* [Task statement]: Continue the passage on 3D-printed drugs and their legal challenges, beginning after its final sentence.

* [Reading passage]:

Leanne M. Rakers, an attorney with Harness, Dickey & Pierce in St. Louis, told Bloomberg BNA Oct. 22 that 3D printing will allow pharmacists, hospitals and others to print drugs and being able to enforce patents will become difficult since the patented drug product will be harder to identify.
“The main intellectual property issue is being able to identify and enforce,” Rakers said. “If you can't identify and enforce, then it makes patent law pretty much obsolete. There are going to have to be new ways to keep up with this technology.”
Another liability issue is based on the question of who is responsible if the drug is printed incorrectly, Rakers said.
“You can imagine if the small pharmacy owner on the corner prints it incorrectly; how are you going to be able to trace it back to that pharmacy unless they come up with technology and ways to regulate how 3D printed drugs are going to be made,” Rakers said.

Saved entries:
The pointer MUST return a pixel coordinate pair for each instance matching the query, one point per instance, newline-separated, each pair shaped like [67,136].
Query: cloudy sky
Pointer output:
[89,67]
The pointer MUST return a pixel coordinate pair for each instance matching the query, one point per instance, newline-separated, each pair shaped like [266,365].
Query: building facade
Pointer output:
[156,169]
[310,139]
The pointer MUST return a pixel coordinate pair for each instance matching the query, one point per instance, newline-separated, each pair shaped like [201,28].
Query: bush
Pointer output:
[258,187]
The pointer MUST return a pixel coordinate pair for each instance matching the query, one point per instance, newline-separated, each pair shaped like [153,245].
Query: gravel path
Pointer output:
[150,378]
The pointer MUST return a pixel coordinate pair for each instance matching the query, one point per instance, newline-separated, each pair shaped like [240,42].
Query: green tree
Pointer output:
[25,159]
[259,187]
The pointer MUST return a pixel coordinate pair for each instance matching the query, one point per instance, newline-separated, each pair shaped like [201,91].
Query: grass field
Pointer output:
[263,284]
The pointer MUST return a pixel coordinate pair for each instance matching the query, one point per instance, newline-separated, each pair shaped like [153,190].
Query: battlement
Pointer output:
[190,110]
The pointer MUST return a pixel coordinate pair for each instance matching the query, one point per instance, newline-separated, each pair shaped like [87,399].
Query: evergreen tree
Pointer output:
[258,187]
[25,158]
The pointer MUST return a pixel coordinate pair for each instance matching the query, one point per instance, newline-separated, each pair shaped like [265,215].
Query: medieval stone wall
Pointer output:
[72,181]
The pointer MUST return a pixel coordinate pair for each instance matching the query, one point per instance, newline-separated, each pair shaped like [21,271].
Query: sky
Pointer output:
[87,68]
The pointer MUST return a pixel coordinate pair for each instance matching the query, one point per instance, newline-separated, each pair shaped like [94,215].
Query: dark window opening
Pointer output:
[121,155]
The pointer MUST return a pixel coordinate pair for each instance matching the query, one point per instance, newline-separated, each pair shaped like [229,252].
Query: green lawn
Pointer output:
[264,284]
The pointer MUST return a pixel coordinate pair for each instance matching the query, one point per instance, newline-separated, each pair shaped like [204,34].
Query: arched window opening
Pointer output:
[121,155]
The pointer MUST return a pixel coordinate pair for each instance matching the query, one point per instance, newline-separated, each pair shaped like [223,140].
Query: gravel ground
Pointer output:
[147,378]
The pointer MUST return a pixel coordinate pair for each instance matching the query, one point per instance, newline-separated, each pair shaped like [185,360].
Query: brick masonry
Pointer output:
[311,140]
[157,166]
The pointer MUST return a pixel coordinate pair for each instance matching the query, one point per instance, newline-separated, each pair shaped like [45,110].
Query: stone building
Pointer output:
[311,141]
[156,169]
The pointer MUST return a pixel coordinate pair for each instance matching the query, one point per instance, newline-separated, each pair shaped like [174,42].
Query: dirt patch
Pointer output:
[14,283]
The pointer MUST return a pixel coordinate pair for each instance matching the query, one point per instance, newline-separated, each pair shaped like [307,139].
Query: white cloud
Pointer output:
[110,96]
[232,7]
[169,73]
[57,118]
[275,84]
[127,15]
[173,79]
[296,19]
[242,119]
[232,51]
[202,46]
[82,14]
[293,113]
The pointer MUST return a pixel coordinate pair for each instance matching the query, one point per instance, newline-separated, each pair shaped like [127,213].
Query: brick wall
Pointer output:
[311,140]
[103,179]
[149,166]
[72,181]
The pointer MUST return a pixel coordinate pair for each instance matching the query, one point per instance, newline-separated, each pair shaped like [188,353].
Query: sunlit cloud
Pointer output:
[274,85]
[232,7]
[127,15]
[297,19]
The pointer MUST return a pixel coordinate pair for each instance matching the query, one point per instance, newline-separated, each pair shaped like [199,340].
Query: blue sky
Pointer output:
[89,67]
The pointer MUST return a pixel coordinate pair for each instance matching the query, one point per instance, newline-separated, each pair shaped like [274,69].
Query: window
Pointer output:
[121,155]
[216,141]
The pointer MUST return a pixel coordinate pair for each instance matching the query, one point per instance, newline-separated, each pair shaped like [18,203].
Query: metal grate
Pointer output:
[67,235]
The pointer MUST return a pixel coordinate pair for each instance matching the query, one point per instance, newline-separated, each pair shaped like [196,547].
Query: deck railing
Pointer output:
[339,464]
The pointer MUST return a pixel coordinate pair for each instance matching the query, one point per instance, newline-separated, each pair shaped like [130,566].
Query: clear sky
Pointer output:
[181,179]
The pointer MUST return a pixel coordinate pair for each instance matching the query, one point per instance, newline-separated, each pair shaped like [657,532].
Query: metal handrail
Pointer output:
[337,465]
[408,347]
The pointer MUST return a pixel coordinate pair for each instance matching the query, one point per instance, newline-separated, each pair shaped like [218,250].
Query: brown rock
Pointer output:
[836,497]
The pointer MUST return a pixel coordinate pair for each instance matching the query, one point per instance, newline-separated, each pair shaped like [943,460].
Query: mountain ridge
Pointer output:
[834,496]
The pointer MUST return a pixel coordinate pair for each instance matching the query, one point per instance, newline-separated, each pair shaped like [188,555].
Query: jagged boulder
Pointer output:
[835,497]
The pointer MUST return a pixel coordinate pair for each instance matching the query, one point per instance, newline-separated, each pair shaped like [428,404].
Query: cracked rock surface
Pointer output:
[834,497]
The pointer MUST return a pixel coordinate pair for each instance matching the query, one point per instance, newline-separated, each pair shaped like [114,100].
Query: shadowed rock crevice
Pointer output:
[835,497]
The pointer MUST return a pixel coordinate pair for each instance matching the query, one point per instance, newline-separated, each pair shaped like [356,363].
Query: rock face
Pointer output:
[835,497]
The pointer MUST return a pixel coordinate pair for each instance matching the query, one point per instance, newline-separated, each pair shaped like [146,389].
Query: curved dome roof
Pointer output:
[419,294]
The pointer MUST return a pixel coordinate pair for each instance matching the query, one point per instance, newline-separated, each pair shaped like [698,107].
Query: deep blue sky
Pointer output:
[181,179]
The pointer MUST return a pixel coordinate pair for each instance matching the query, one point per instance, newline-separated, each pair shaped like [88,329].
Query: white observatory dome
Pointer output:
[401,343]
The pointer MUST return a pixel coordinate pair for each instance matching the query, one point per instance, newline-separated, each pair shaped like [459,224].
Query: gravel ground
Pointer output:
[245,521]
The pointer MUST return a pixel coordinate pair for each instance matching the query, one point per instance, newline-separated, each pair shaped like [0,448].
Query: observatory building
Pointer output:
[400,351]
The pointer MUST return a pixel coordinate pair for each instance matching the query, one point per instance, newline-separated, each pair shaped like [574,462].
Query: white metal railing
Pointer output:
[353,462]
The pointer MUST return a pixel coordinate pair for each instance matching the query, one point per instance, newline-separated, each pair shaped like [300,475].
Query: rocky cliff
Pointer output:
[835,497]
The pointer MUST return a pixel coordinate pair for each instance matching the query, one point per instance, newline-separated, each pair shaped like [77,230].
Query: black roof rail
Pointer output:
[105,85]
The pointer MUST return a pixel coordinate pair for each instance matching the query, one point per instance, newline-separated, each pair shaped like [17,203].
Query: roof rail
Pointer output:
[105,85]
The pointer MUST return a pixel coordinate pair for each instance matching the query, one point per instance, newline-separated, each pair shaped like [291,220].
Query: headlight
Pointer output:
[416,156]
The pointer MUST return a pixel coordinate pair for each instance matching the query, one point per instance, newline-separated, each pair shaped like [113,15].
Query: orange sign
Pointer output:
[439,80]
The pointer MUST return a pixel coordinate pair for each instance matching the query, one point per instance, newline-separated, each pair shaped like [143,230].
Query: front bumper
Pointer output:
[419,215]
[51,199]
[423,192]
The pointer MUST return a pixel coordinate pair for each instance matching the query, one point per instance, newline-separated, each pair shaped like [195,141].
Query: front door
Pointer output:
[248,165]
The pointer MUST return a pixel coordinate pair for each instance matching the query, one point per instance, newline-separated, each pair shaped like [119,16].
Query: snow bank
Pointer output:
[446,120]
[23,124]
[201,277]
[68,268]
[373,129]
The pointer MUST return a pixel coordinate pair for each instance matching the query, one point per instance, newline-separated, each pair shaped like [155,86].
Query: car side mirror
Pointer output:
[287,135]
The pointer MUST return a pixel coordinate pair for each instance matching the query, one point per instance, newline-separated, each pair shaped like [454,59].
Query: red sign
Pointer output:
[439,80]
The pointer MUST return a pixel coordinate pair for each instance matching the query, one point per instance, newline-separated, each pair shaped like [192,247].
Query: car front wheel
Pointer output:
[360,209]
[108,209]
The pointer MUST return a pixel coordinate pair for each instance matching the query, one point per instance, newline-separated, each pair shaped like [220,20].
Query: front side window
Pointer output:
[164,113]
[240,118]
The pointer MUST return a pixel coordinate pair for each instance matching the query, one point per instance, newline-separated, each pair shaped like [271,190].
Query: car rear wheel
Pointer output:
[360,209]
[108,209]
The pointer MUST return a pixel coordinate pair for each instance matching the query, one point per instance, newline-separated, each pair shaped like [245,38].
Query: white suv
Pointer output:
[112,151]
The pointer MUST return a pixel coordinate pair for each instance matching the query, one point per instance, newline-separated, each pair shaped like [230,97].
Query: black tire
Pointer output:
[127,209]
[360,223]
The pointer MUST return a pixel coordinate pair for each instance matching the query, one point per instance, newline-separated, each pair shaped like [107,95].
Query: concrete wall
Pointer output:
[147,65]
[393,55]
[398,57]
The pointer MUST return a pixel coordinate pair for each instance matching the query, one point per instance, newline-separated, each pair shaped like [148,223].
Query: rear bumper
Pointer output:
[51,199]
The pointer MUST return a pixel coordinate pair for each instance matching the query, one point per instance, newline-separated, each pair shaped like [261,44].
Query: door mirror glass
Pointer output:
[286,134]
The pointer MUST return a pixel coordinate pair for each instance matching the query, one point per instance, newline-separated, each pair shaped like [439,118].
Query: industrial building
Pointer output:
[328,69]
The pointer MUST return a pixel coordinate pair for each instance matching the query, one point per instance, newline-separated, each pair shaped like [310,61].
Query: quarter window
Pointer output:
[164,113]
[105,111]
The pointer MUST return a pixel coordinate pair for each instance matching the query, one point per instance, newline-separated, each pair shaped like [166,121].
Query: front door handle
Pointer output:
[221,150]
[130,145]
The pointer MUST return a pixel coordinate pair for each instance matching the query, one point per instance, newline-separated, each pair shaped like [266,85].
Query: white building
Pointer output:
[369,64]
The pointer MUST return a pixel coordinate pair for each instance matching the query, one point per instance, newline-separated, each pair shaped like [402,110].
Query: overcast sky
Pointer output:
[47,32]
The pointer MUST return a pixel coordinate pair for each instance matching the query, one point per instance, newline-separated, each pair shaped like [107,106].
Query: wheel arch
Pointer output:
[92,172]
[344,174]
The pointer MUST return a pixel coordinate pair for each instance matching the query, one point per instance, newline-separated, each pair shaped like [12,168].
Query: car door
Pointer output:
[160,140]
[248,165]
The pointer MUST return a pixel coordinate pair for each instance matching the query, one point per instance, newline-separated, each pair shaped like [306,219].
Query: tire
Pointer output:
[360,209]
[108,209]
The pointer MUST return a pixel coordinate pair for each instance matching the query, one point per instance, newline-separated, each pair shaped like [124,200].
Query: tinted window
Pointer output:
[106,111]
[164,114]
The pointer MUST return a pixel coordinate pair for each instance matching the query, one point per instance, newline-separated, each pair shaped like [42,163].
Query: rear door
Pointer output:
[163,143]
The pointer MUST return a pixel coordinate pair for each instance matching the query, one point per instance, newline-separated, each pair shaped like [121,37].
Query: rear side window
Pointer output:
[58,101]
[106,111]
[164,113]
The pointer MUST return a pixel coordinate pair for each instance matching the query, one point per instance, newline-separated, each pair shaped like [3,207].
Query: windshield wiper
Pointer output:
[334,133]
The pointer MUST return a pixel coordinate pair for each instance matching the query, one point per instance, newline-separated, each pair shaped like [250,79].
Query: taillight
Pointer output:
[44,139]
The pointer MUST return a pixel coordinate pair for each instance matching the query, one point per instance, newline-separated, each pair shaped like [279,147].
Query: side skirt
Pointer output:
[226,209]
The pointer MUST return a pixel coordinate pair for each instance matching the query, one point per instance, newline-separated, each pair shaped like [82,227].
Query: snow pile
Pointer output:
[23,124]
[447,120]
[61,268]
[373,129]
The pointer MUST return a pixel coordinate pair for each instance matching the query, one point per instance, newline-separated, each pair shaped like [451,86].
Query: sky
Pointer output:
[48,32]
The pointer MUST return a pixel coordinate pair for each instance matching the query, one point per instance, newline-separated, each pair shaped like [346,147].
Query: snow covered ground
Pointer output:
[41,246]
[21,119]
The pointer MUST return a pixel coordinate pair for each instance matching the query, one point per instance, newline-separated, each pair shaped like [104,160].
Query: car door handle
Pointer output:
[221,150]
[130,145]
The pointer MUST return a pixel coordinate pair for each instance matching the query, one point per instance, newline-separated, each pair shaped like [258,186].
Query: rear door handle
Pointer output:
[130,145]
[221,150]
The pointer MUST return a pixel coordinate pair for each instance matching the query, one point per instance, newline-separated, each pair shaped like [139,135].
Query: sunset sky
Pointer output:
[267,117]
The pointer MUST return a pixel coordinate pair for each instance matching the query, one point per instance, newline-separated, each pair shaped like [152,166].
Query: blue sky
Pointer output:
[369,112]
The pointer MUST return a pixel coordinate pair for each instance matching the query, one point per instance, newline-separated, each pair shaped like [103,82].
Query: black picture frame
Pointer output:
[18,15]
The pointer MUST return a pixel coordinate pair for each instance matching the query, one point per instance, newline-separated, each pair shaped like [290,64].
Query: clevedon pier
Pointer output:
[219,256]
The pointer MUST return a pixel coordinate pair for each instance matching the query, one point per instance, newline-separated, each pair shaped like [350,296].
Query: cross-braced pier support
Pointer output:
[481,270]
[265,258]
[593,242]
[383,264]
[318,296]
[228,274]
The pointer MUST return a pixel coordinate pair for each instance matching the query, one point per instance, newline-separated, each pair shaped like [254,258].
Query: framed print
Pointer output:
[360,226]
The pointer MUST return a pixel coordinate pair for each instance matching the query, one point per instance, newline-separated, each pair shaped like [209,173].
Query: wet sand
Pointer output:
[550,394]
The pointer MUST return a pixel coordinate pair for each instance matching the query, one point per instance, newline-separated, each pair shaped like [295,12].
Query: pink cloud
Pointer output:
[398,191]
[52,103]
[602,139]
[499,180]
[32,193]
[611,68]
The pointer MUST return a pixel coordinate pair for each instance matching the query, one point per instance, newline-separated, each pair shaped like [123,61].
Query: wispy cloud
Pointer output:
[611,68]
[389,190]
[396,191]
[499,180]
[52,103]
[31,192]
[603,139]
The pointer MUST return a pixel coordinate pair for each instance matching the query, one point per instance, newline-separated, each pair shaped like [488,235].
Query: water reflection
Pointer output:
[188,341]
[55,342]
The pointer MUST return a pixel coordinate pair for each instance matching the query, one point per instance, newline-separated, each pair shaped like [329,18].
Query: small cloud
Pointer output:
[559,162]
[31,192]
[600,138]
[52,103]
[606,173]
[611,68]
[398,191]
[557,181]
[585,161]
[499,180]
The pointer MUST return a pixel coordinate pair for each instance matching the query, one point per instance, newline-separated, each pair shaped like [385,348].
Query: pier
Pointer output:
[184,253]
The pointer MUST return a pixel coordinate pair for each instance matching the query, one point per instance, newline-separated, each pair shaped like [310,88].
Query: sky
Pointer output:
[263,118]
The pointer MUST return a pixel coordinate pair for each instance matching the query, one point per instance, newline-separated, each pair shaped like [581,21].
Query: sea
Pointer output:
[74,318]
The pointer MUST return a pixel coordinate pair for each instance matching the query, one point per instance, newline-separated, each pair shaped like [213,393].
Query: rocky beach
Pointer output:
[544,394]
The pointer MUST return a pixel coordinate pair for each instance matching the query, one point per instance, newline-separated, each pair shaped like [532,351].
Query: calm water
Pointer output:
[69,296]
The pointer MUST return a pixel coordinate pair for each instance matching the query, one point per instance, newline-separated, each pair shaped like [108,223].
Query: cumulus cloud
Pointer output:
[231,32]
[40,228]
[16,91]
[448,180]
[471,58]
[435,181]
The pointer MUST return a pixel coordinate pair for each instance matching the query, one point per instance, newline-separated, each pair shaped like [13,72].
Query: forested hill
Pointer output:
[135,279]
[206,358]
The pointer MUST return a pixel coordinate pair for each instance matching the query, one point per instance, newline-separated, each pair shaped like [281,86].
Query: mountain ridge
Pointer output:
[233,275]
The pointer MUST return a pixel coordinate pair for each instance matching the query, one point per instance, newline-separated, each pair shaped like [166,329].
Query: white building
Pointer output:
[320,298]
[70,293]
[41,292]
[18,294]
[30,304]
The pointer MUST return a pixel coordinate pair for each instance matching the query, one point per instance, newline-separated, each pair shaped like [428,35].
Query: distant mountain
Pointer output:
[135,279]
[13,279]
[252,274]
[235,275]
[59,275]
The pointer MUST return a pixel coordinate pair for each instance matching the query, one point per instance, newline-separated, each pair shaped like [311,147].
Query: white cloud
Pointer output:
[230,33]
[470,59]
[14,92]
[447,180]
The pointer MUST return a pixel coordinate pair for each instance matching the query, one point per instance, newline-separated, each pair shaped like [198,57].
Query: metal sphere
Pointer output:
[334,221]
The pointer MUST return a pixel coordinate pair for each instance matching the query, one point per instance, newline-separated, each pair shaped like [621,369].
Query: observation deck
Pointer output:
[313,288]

* [Exercise response]:
Rakers said there will have to be a way to track the product back to the person who printed it.
On the FDA regulation side, it's important to able to keep up with the technology and be able to implement ways to protect the consumers from potential health problems, Rakers said.
James Beck, an attorney with Reed Smith in Philadelphia, told Bloomberg BNA Nov. 4 that “determining who the manufacturer of a 3D printed drug is, is an interesting question for which there is no legal answer” and that is one of the reasons why 3D printing is such a “disruptive technology.”
“Anybody can operate the printer,” Beck said. “The person who is going to use the product can operate the printer if they have a 3D printer and they download files from the Internet.” In that situation, “the user could be considered the manufacturer,” he said.
Beck said he expects that whoever “pushes the start button” on the printer could be considered the manufacturer for product liability purposes. He said there is no case law on that yet, but he is watching the issue closely.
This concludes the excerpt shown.